[Segmentation dataset excerpts]
________________________

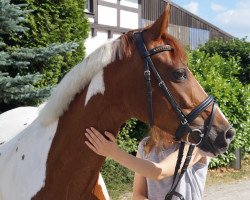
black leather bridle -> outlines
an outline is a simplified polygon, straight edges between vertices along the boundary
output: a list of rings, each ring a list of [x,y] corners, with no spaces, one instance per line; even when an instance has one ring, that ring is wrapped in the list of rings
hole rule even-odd
[[[144,77],[146,81],[146,87],[147,87],[147,103],[148,103],[148,111],[149,111],[149,123],[150,126],[152,127],[154,125],[154,115],[153,115],[153,103],[152,103],[152,89],[151,89],[151,71],[153,72],[159,87],[161,88],[164,96],[166,99],[169,101],[171,106],[173,107],[175,113],[177,114],[179,120],[180,120],[180,125],[177,128],[175,132],[175,140],[176,141],[181,141],[180,147],[179,147],[179,154],[175,166],[175,172],[174,172],[174,177],[173,177],[173,183],[171,186],[170,191],[167,193],[165,200],[171,200],[173,196],[177,196],[180,199],[184,200],[184,197],[176,192],[176,187],[178,186],[179,181],[181,180],[183,174],[187,170],[188,164],[191,160],[192,157],[192,152],[194,150],[195,146],[200,145],[204,138],[207,137],[208,133],[210,132],[213,121],[214,121],[214,116],[215,116],[215,111],[217,108],[217,103],[214,100],[213,96],[208,96],[200,105],[198,105],[195,109],[193,109],[188,115],[185,115],[182,112],[182,109],[178,105],[178,103],[175,101],[173,95],[171,94],[171,91],[165,84],[165,82],[162,80],[160,74],[158,73],[156,67],[154,66],[154,63],[151,59],[151,56],[157,53],[161,53],[163,51],[174,51],[173,47],[170,45],[163,45],[159,46],[156,48],[153,48],[151,50],[147,50],[147,47],[144,43],[142,32],[136,32],[134,33],[134,41],[135,44],[141,54],[142,59],[144,60]],[[207,119],[207,123],[204,127],[204,130],[201,131],[200,129],[192,129],[190,127],[190,124],[194,121],[196,117],[198,117],[204,110],[206,110],[211,104],[213,103],[213,108],[212,111]],[[176,177],[178,175],[178,171],[181,166],[182,158],[183,158],[183,152],[184,152],[184,147],[185,143],[182,141],[182,136],[187,133],[187,142],[190,144],[185,162],[183,164],[183,167],[181,169],[181,172],[179,174],[179,178],[177,180]],[[190,134],[198,134],[200,137],[200,140],[197,143],[191,143],[189,141],[189,136]]]

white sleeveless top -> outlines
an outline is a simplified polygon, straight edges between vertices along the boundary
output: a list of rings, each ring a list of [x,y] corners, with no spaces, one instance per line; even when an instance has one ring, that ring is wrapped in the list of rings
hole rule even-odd
[[[150,160],[155,163],[159,163],[161,160],[166,158],[169,154],[173,153],[178,149],[178,144],[171,146],[165,150],[156,153],[155,149],[146,156],[144,152],[144,144],[149,137],[144,138],[139,146],[138,153],[145,160]],[[206,175],[207,175],[208,162],[206,164],[196,163],[191,168],[188,168],[186,173],[180,180],[179,185],[176,188],[176,192],[183,195],[185,200],[201,200],[203,190],[205,187]],[[149,200],[164,200],[165,195],[169,192],[173,177],[167,177],[162,180],[147,180],[147,193]],[[173,197],[172,200],[179,200],[177,197]]]

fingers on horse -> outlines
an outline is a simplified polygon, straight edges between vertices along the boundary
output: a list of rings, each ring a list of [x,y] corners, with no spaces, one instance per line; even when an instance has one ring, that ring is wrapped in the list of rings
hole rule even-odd
[[[116,139],[115,139],[115,137],[114,137],[114,135],[112,133],[109,133],[109,132],[105,131],[105,135],[110,139],[110,141],[116,143]]]
[[[95,148],[98,148],[101,145],[100,140],[94,135],[94,133],[88,132],[88,133],[85,133],[85,135],[88,138],[88,140],[91,142],[91,144],[95,146]]]
[[[95,148],[95,146],[93,146],[89,141],[85,141],[85,144],[86,144],[92,151],[94,151],[95,153],[98,154],[98,151],[97,151],[97,149]]]
[[[106,142],[106,139],[103,137],[103,135],[98,131],[96,130],[95,128],[91,127],[90,128],[91,131],[95,134],[95,136],[102,142],[102,143],[105,143]]]
[[[90,129],[86,129],[88,135],[95,141],[95,143],[97,143],[98,145],[100,145],[102,143],[102,141],[96,136],[96,134],[90,130]]]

________________________

#### What you will do:
Switch every "even-odd" in the rows above to "nonzero" and write the rows out again with nothing else changed. Leave the pictures out.

#### Solution to the exercise:
black leather bridle -> outlines
an outline is a simplified polygon, straight edges between vertices along the boundary
output: a list of rings, each ring a list of [x,y] corners, with no spaces, one instance per line; even when an instance has one ring, that ring is wrapped in the list of rings
hole rule nonzero
[[[144,77],[146,81],[146,87],[147,87],[147,103],[148,103],[148,111],[149,111],[149,123],[150,126],[152,127],[154,125],[154,115],[153,115],[153,103],[152,103],[152,89],[151,89],[151,71],[153,72],[159,87],[161,88],[164,96],[166,99],[169,101],[171,106],[173,107],[175,113],[177,114],[179,120],[180,120],[180,125],[177,128],[175,132],[175,140],[176,141],[181,141],[180,147],[179,147],[179,154],[175,166],[175,172],[174,172],[174,177],[173,177],[173,183],[171,186],[170,191],[167,193],[165,200],[171,200],[173,196],[177,196],[180,199],[184,200],[184,197],[176,192],[176,187],[178,186],[179,181],[181,180],[183,174],[187,170],[188,164],[191,160],[192,157],[192,152],[194,150],[195,146],[200,145],[204,138],[207,137],[208,133],[210,132],[213,121],[214,121],[214,116],[215,116],[215,111],[217,108],[217,103],[214,100],[213,96],[208,96],[200,105],[198,105],[195,109],[193,109],[188,115],[185,115],[182,112],[182,109],[178,105],[178,103],[175,101],[173,95],[171,94],[171,91],[165,84],[165,82],[162,80],[160,74],[158,73],[156,67],[154,66],[154,63],[151,59],[151,56],[157,53],[161,53],[163,51],[174,51],[173,47],[170,45],[163,45],[159,46],[156,48],[153,48],[151,50],[147,50],[147,47],[144,43],[142,32],[136,32],[134,33],[134,41],[135,44],[141,54],[142,59],[144,60]],[[207,119],[207,123],[204,127],[204,130],[201,131],[200,129],[192,129],[190,127],[190,124],[194,121],[196,117],[198,117],[204,110],[206,110],[211,104],[213,103],[213,108],[212,111]],[[176,177],[178,175],[178,171],[181,166],[182,158],[183,158],[183,152],[184,152],[184,147],[185,143],[182,141],[182,136],[187,133],[187,142],[190,144],[185,162],[183,164],[183,167],[181,169],[181,172],[179,174],[179,178],[177,180]],[[190,134],[198,134],[200,137],[200,140],[197,143],[191,143],[189,141],[189,136]]]

white sleeveless top -> outlines
an outline is a simplified polygon, straight edges between vertices along the boundary
output: a list of rings, each ring a list of [x,y] corners, with no spaces, one instance per line; even when an instance has one ring, that ring is wrapped in the list of rings
hole rule nonzero
[[[150,160],[155,163],[159,163],[161,160],[166,158],[169,154],[173,153],[178,149],[178,144],[171,146],[165,150],[156,153],[155,149],[146,156],[144,152],[144,144],[149,137],[144,138],[139,146],[138,153],[145,160]],[[206,175],[207,175],[208,162],[206,164],[196,163],[191,168],[188,168],[186,173],[180,180],[179,185],[176,188],[176,192],[183,195],[185,200],[201,200],[203,190],[205,187]],[[149,200],[164,200],[165,195],[169,192],[173,177],[167,177],[162,180],[147,180],[147,193]],[[173,197],[172,200],[179,200],[177,197]]]

fingers on horse -> outlines
an outline is a simplified polygon, straight edges between vertices along the boundary
output: a list of rings, each ring a list of [x,y] corners, with no spaces, one instance per line; even when an instance has one ring, that ring is wrapped in the list of rings
hole rule nonzero
[[[116,139],[115,139],[115,137],[114,137],[114,135],[112,133],[109,133],[109,132],[105,131],[105,135],[110,139],[110,141],[116,143]]]
[[[95,148],[98,148],[101,145],[100,140],[94,135],[94,133],[88,132],[88,133],[85,133],[85,135],[88,138],[88,140],[91,142],[91,144],[95,146]]]
[[[95,148],[95,146],[93,146],[89,141],[85,141],[85,144],[86,144],[92,151],[94,151],[95,153],[98,154],[98,151],[97,151],[97,149]]]
[[[106,142],[106,139],[103,137],[103,135],[98,131],[96,130],[95,128],[91,127],[90,128],[91,131],[95,134],[95,136],[102,142],[102,143],[105,143]]]
[[[90,129],[86,129],[88,135],[95,141],[95,143],[97,143],[98,145],[100,145],[102,143],[102,141],[96,136],[96,134],[90,130]]]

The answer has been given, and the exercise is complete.